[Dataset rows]

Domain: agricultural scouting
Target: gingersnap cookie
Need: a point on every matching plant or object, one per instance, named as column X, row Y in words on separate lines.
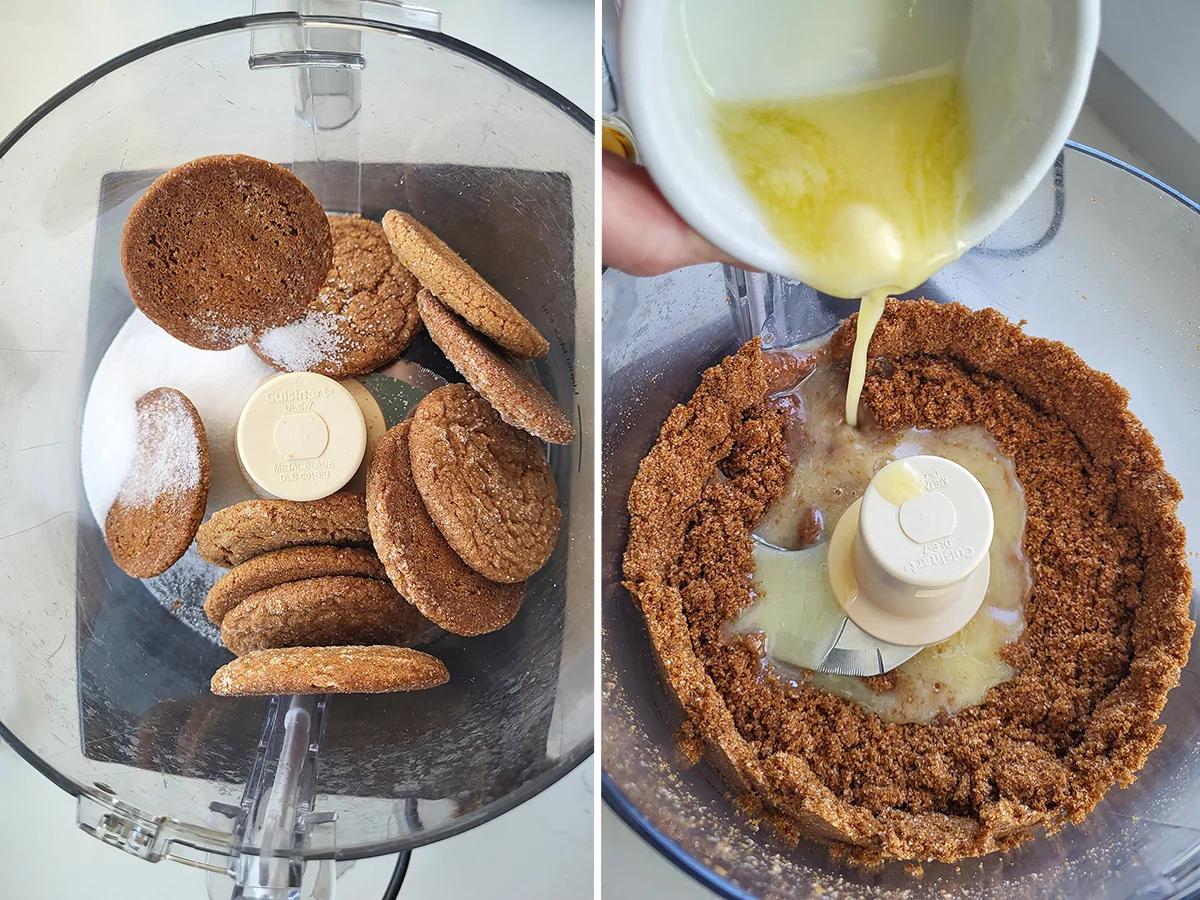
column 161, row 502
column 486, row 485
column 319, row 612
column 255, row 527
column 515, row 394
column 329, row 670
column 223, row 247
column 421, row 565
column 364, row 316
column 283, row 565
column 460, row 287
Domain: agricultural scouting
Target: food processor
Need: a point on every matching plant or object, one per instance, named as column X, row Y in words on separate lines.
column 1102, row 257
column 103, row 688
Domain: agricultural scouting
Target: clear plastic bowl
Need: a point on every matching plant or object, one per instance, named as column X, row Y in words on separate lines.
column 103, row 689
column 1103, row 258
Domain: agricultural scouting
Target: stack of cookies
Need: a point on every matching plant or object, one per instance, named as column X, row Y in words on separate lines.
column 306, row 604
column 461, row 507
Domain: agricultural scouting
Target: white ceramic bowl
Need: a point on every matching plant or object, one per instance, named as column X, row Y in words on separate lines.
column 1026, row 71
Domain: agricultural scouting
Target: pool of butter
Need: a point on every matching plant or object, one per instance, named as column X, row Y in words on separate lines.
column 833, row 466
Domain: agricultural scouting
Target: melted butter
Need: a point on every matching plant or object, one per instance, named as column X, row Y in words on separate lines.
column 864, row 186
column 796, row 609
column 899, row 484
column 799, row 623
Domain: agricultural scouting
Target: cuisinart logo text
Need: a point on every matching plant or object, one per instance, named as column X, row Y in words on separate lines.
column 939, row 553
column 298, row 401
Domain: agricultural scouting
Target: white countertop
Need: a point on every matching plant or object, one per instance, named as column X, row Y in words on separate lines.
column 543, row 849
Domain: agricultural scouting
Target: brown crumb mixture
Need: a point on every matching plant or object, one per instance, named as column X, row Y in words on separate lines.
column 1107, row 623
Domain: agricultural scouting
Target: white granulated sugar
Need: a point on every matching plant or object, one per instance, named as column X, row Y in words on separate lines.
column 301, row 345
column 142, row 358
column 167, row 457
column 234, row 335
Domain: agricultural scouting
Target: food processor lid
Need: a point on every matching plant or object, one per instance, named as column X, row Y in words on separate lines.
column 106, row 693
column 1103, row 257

• [Set exercise]: Arrange the stretch of the listing from its start through the line containing "column 833, row 466" as a Markdown table with the columns Number and Text, giving each line its own row and skipping blank lines. Leave the pictures out of the table.

• [Written reply]:
| Number | Text |
|---|---|
| 1 | Domain: agricultural scouting |
| 2 | Target: gingersnap cookie |
| 3 | Need: a point on every matching plant or object, one per instance, named as column X, row Y in words on separate lines. |
| 4 | column 161, row 502 |
| 5 | column 486, row 485 |
| 6 | column 319, row 612 |
| 7 | column 255, row 527 |
| 8 | column 515, row 394 |
| 9 | column 329, row 670 |
| 10 | column 223, row 247 |
| 11 | column 421, row 565 |
| 12 | column 364, row 316 |
| 13 | column 283, row 565 |
| 14 | column 460, row 287 |
| 15 | Domain: agricultural scouting |
| 16 | Target: food processor |
| 17 | Need: a point on every matching plant or object, one per instance, named as column X, row Y in words on separate lines. |
| 18 | column 1102, row 257 |
| 19 | column 103, row 688 |
| 20 | Domain: agricultural scouting |
| 21 | Target: clear plastic bowl |
| 22 | Need: a point on every matching plant or object, one per instance, named as column X, row Y in words on separate lines. |
| 23 | column 103, row 689 |
| 24 | column 1103, row 258 |
| 25 | Domain: agricultural scouting |
| 26 | Target: stack of cookies |
| 27 | Need: a point on every matching plant or object, one per instance, named as column X, row Y in words on separate lines. |
| 28 | column 306, row 604 |
| 29 | column 461, row 507 |
| 30 | Domain: agricultural scouting |
| 31 | Target: white ceramic bowl |
| 32 | Need: a point on every matching plant or object, one per instance, named as column X, row Y in words on separate lines. |
| 33 | column 1026, row 71 |
| 34 | Domain: agricultural scouting |
| 35 | Target: pool of butter |
| 36 | Need: a point on every matching plant or object, one per instance, named as column X, row Y in words on separate lines. |
| 37 | column 833, row 466 |